[Stored data]

◇ ◇ ◇ ◇ ◇ ◇ ◇

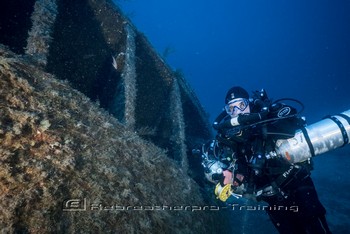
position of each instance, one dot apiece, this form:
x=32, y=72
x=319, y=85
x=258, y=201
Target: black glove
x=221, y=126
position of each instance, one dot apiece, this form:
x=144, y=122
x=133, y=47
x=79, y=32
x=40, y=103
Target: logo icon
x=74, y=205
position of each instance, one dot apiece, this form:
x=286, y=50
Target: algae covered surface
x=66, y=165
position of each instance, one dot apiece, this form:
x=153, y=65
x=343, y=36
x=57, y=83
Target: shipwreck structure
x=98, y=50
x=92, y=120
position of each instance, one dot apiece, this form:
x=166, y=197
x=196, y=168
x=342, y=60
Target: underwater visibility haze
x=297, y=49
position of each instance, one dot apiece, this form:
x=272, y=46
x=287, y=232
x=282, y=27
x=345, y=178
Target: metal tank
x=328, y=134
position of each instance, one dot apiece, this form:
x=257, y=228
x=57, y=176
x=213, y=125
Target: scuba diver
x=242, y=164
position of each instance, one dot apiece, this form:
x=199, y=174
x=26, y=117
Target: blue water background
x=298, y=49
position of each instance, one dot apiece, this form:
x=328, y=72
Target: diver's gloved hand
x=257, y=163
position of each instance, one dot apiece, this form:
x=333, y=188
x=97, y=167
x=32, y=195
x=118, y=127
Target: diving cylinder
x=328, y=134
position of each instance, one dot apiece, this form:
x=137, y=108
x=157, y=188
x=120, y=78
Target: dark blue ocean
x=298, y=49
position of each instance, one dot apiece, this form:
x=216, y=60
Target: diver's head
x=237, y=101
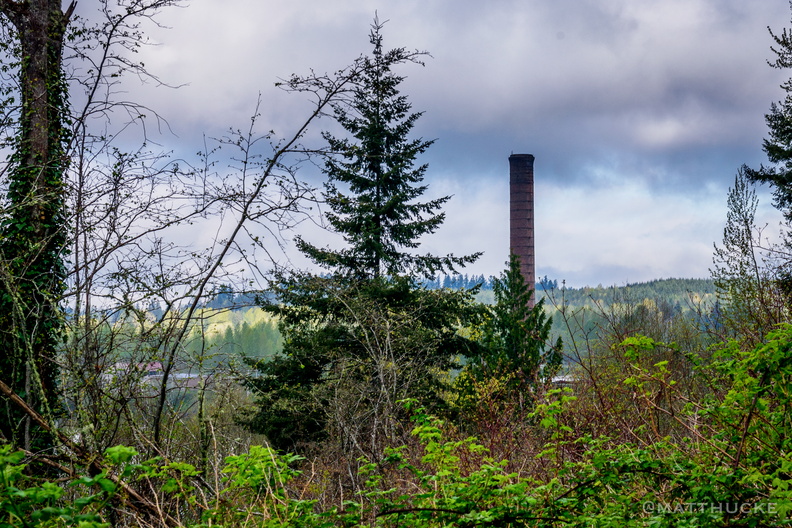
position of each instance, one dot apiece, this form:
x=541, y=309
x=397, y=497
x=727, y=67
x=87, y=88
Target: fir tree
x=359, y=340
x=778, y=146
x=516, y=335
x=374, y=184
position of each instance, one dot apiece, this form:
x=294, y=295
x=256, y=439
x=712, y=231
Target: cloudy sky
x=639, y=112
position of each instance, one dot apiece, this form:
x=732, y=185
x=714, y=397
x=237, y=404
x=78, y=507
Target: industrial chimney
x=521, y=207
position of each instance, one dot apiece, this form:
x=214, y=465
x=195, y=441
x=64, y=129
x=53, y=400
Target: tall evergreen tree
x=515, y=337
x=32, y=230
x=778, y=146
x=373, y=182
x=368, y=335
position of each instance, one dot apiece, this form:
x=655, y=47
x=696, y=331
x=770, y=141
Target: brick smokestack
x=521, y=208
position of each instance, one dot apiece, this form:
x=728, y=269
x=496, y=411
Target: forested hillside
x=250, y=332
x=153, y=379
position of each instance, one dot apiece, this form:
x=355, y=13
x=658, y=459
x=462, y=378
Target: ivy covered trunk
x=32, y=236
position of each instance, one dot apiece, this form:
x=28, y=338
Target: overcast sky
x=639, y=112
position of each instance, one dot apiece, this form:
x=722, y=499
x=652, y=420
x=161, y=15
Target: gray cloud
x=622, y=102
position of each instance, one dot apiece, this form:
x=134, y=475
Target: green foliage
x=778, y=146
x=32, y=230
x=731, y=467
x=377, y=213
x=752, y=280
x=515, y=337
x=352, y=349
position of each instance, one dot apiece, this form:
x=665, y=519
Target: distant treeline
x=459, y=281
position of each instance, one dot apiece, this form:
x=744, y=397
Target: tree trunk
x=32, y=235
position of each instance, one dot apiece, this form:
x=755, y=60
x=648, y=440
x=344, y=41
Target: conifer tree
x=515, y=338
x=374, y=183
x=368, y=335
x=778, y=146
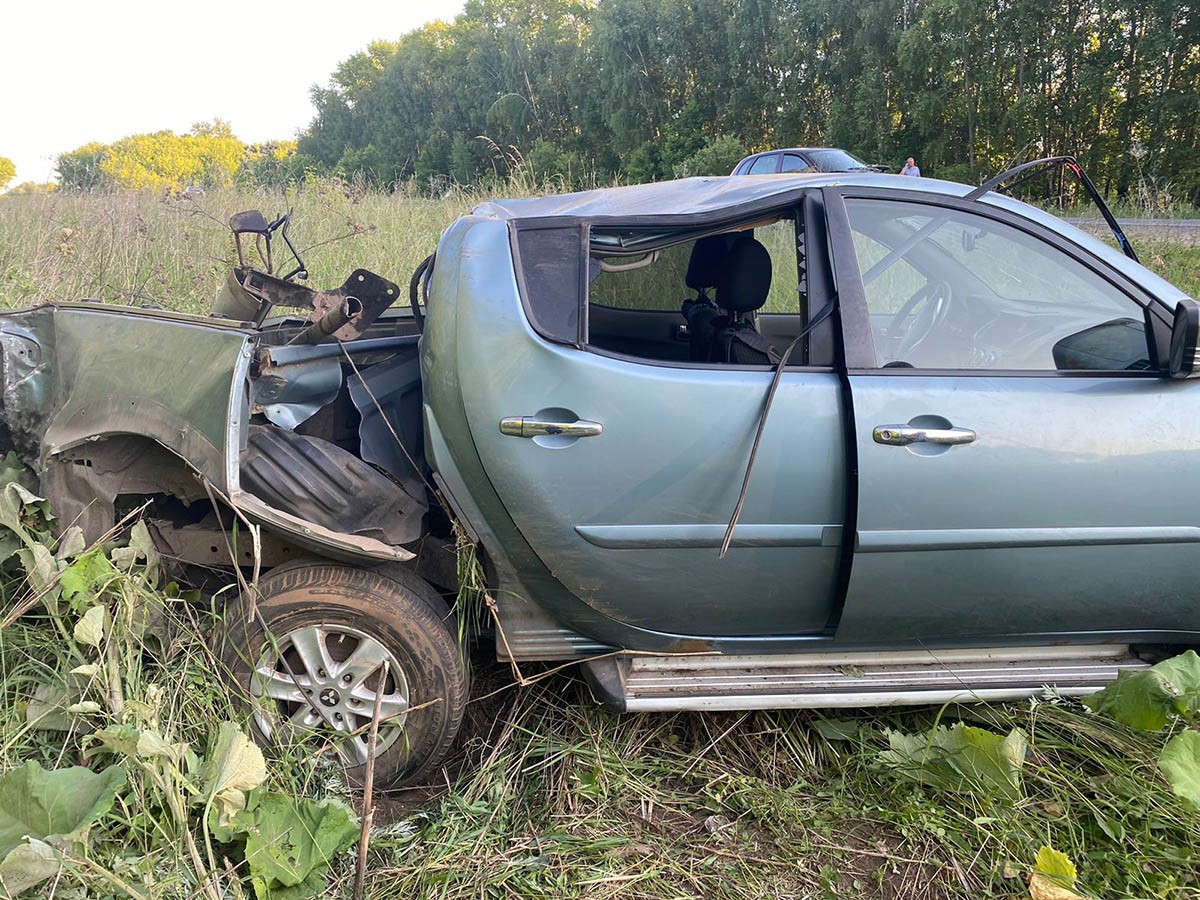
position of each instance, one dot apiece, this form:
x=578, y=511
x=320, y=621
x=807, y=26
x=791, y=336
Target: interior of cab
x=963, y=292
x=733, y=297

◇ ◇ ◇ ◇ ◇ ◇ ◇

## Task objective
A faithful copy of every record is required, with no pictures included.

## Completed task
position of each instance, one dot apiece, this form:
x=32, y=72
x=319, y=85
x=258, y=201
Target: black glove
x=221, y=126
position of each instance, one dot apiece, this form:
x=144, y=122
x=133, y=47
x=79, y=32
x=40, y=103
Target: logo icon
x=74, y=205
position of each instance, one dot apiece, this form:
x=286, y=50
Target: algae covered surface
x=66, y=165
position of each instance, one dot apiece, this form:
x=153, y=65
x=343, y=36
x=57, y=83
Target: shipwreck structure
x=98, y=50
x=92, y=120
position of each instance, one dot apiece, this form:
x=166, y=197
x=196, y=168
x=342, y=60
Target: underwater visibility haze
x=297, y=49
position of each instance, one dot apiece, this form:
x=272, y=46
x=287, y=232
x=282, y=27
x=345, y=178
Target: metal tank
x=328, y=134
position of each instance, one dot apiece, this form:
x=257, y=228
x=57, y=176
x=213, y=125
Target: scuba diver
x=242, y=164
position of each instance, one dot apiece, this form:
x=199, y=174
x=26, y=117
Target: blue water background
x=298, y=49
position of each instance, one dot apiece, this form:
x=328, y=72
Target: diver's gloved hand
x=257, y=163
position of each instance, one dot apiece, this form:
x=333, y=188
x=97, y=167
x=32, y=195
x=118, y=127
Target: diving cylinder
x=328, y=134
position of each instance, one dot apiece, this form:
x=137, y=108
x=157, y=188
x=120, y=78
Target: dark blue ocean
x=298, y=49
position of each instance, one dot apiece, this form:
x=216, y=60
Target: diver's head
x=237, y=101
position of each instance, one dot apiece, this form:
x=541, y=309
x=397, y=497
x=727, y=67
x=87, y=88
Target: fir tree
x=359, y=340
x=778, y=146
x=516, y=335
x=374, y=184
position of each instance, one dot apiece, this form:
x=294, y=295
x=256, y=439
x=712, y=231
Target: cloudy sky
x=639, y=112
position of each instance, one dot apiece, this form:
x=732, y=185
x=714, y=397
x=237, y=404
x=78, y=507
Target: industrial chimney
x=521, y=207
position of each instance, one dot apiece, this form:
x=214, y=465
x=195, y=441
x=64, y=129
x=53, y=400
Target: tall evergreen tree
x=515, y=337
x=32, y=230
x=778, y=146
x=373, y=182
x=368, y=335
position of each instance, one dot apiece, this form:
x=655, y=47
x=696, y=331
x=770, y=141
Target: brick smokestack
x=521, y=208
position of each instance, one dot apiece, this form:
x=728, y=269
x=496, y=411
Target: forested hillside
x=250, y=332
x=153, y=379
position of each instance, one dot apiece, this form:
x=355, y=13
x=658, y=459
x=462, y=378
Target: ivy covered trunk
x=32, y=236
position of each instance, one dot apiece, this form:
x=28, y=338
Target: overcast sky
x=639, y=112
position of each instance, one dot apiece, this form:
x=722, y=499
x=652, y=420
x=161, y=15
Target: gray cloud
x=622, y=102
position of each instance, one dot apiece, this form:
x=134, y=475
Target: green foliage
x=778, y=146
x=32, y=230
x=731, y=467
x=377, y=213
x=752, y=280
x=515, y=337
x=352, y=349
position of each instance, one dot apiece, this form:
x=665, y=519
Target: distant treeline
x=459, y=281
position of each instance, one dot apiece, this form:
x=744, y=397
Target: tree trunk
x=32, y=235
position of each instance, one dot apiece, this form:
x=755, y=60
x=648, y=440
x=344, y=41
Target: conifer tree
x=515, y=338
x=374, y=183
x=368, y=335
x=778, y=146
position of each instance, one dot apiece, this form:
x=578, y=511
x=320, y=621
x=807, y=26
x=791, y=336
Target: interior of cab
x=963, y=292
x=733, y=297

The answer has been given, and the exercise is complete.